:: EXERCISE PROMPT ::
The records below are to be copied exactly, with every picture left out.

***** DATA FOR REVIEW *****

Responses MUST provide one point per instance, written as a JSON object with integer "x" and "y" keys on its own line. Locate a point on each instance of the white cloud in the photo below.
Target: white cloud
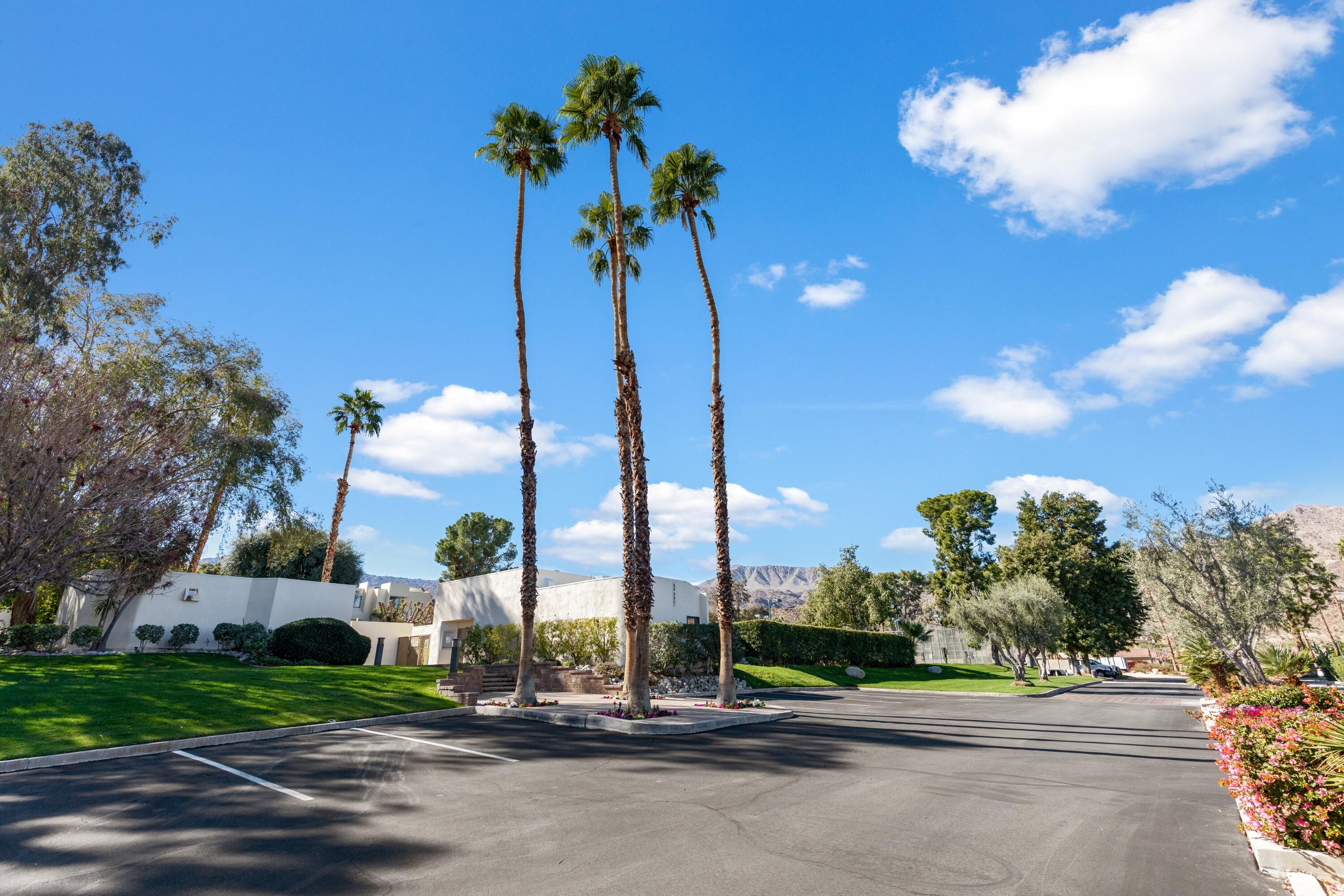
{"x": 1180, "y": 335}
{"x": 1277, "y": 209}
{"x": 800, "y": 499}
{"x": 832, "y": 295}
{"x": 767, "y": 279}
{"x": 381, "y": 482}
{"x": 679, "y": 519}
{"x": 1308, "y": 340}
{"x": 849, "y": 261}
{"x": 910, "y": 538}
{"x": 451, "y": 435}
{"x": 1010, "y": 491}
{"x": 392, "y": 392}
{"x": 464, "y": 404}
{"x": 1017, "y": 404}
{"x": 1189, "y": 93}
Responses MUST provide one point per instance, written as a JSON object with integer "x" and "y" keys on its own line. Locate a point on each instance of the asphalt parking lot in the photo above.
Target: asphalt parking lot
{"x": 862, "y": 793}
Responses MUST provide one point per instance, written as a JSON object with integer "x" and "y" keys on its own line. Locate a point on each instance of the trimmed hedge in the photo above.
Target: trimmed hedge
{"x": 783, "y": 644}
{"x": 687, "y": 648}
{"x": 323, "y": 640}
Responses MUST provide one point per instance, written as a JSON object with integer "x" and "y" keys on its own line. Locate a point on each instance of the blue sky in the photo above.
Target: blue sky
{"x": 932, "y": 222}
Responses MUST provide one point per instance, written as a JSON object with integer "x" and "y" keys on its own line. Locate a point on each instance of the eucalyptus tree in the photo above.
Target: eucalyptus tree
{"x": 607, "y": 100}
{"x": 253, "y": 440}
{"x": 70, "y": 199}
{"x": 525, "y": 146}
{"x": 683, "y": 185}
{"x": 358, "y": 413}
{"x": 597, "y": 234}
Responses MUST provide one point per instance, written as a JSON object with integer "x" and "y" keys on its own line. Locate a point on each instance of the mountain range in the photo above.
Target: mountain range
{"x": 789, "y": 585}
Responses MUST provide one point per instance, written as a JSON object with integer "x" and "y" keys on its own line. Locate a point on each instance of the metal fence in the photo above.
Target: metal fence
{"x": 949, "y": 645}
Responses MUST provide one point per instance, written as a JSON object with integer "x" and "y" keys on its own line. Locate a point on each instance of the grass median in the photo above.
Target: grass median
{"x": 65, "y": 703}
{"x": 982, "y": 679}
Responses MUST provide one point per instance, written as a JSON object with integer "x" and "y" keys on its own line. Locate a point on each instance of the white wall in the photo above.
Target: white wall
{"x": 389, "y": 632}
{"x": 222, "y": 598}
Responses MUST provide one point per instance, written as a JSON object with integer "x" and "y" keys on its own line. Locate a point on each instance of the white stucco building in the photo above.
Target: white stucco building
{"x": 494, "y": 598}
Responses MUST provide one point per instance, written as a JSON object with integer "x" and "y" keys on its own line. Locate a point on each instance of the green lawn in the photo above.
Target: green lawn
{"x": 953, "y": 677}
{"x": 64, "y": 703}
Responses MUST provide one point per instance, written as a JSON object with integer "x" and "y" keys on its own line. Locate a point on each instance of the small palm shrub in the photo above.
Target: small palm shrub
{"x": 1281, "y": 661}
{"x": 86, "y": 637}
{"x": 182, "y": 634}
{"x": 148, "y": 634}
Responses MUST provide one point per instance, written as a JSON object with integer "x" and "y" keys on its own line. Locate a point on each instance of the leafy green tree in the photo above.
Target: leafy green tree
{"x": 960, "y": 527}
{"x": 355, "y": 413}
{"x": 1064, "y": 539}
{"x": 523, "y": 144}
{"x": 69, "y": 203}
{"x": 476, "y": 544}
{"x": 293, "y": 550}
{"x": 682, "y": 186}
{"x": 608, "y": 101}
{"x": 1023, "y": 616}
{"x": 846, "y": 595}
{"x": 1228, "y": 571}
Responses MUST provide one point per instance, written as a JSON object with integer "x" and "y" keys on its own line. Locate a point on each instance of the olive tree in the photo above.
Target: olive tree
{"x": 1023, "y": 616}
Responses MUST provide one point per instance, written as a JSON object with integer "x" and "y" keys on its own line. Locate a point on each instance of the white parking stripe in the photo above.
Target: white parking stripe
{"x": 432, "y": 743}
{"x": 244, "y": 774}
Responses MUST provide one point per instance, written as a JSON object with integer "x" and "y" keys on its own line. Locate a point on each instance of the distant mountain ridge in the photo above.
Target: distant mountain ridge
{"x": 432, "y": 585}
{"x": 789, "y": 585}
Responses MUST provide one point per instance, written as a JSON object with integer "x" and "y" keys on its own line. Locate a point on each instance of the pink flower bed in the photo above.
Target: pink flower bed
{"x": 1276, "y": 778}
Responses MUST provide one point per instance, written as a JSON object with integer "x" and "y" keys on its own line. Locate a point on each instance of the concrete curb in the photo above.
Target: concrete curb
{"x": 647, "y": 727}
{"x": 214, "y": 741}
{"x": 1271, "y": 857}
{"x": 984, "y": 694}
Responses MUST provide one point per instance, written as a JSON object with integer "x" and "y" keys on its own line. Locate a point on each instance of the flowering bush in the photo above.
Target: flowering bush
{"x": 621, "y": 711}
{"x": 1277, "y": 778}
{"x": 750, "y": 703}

*****

:: ANSWER TO THIS TASK ::
Responses MUST provide one point per instance, written as a JSON object with integer "x" and "y" keys on its own line. Locate a point on each instance of the white cloud in the photo below.
Target: white cloud
{"x": 1180, "y": 335}
{"x": 1277, "y": 209}
{"x": 800, "y": 499}
{"x": 832, "y": 295}
{"x": 767, "y": 279}
{"x": 381, "y": 482}
{"x": 679, "y": 519}
{"x": 1308, "y": 340}
{"x": 849, "y": 261}
{"x": 910, "y": 538}
{"x": 451, "y": 435}
{"x": 1010, "y": 491}
{"x": 392, "y": 392}
{"x": 464, "y": 404}
{"x": 1017, "y": 404}
{"x": 1189, "y": 93}
Responses MUST provide one point per instance, written as a JSON object with integer "x" and "y" keys on its own line. Locate a point on each instance of the asphalt parking lot in the photo above.
Target: asphalt parking lot
{"x": 862, "y": 793}
Responses MUST provide one point per instance, written as a JSON object with integer "x" and "y" keys on its own line. Locate a point on each instance of the trimmed hedge in the photo above.
Target: trimmed hedge
{"x": 783, "y": 644}
{"x": 687, "y": 648}
{"x": 323, "y": 640}
Responses MUST provide one point per instance, written as a JSON object with integer "x" and "y" keys on its own line. Locate a point on each instance of the blue sky in the photo above.
Target: blue sky
{"x": 932, "y": 222}
Responses MUST provide one point per instance, written as a JSON object with integer "x" and "y" keys on its own line. Locate a point on each instance of the eucalyptus tree in the photo above.
Target: eucalyptus tree
{"x": 607, "y": 100}
{"x": 253, "y": 440}
{"x": 70, "y": 199}
{"x": 525, "y": 146}
{"x": 683, "y": 185}
{"x": 358, "y": 413}
{"x": 597, "y": 234}
Responses MUST provide one point per instance, written as a JSON object with integer "x" and "y" keys on its own line. Locate a point on each instance of the mountain range in the photo above.
Target: mountain range
{"x": 789, "y": 585}
Responses MUST provide one point per instance, written as a JSON object with integer "x" and "y" keys on its own line. Locate a point on each instance of the metal fence in the photo above.
Target: metal fence
{"x": 949, "y": 645}
Responses MUST provide one point per instance, written as a JSON object with integer "x" and "y" keys on its own line. Locate a point on each instance of the grass median in the photo above.
Target: grass median
{"x": 65, "y": 703}
{"x": 982, "y": 679}
Responses MUST provide one point per instance, written as a JSON object with integer "x" and "y" keys on its own line. Locate a point on each instance of the white wall in the photo above.
Target: white wall
{"x": 389, "y": 632}
{"x": 222, "y": 598}
Responses MUST provide one point per instance, written as a JSON object with integer "x" and "y" keys on its own line. Locate a point on each instance of the white stucco building in the photo above.
Target: white stucco building
{"x": 494, "y": 598}
Responses MUST provide one point per instance, written as a JSON object with integer "x" and "y" keys on its own line. Locate a point on each instance of the green lawn in the photo above.
Target: green lawn
{"x": 953, "y": 677}
{"x": 64, "y": 703}
Responses MUST provide one point per instance, written as a JSON object with integer "x" and "y" keys on its own line. Locate a point on each instance of the small palm shrub in the photo above.
Target: small palm shrub
{"x": 1281, "y": 661}
{"x": 86, "y": 637}
{"x": 182, "y": 634}
{"x": 148, "y": 634}
Responses MUST provide one point per instance, written as a JSON object with integer "x" and "y" keys on its own line. Locate a point on each instance of the leafy green tree in the photo above.
Target: leafy green tree
{"x": 960, "y": 527}
{"x": 355, "y": 413}
{"x": 1064, "y": 539}
{"x": 523, "y": 144}
{"x": 69, "y": 203}
{"x": 476, "y": 544}
{"x": 293, "y": 550}
{"x": 682, "y": 186}
{"x": 608, "y": 101}
{"x": 1023, "y": 616}
{"x": 846, "y": 595}
{"x": 1228, "y": 571}
Responses MUST provide one point per instance, written as a JSON object with integer "x" and "y" keys on its own line. Locate a point on each instance of the olive tree in the photo above.
Target: olive tree
{"x": 1023, "y": 616}
Responses MUST provide one point per instance, written as a JSON object with integer "x" and "y" keys on its own line. Locate a point on each instance of the white parking stripe in the photo above.
Target: white parking stripe
{"x": 432, "y": 743}
{"x": 244, "y": 774}
Responses MUST provide one point per instance, written as a JSON object with integer "x" and "y" keys on its own line. Locate a point on each instance of the distant mountain ridge in the photo above.
Target: distant mountain ridge
{"x": 432, "y": 585}
{"x": 789, "y": 585}
Responses MUST provide one point per instance, written as a JSON object with integer "x" and "y" keys on its own line. Locate a point on each instance of the pink flower bed in the photo above.
Target: pink flower bed
{"x": 1276, "y": 778}
Responses MUST provide one point per instance, written as a JSON object with integer "x" and "y" keys on its own line. Locate a point on each instance of the concrete curb in the photo above.
Target: concrete curb
{"x": 647, "y": 727}
{"x": 214, "y": 741}
{"x": 1271, "y": 857}
{"x": 984, "y": 694}
Responses MUST provide one point per instance, written as a JSON object with integer "x" and "y" keys on its own line. Locate a point on each instance of the flowering bush in the photo above.
Target: flowering bush
{"x": 621, "y": 711}
{"x": 1277, "y": 778}
{"x": 750, "y": 703}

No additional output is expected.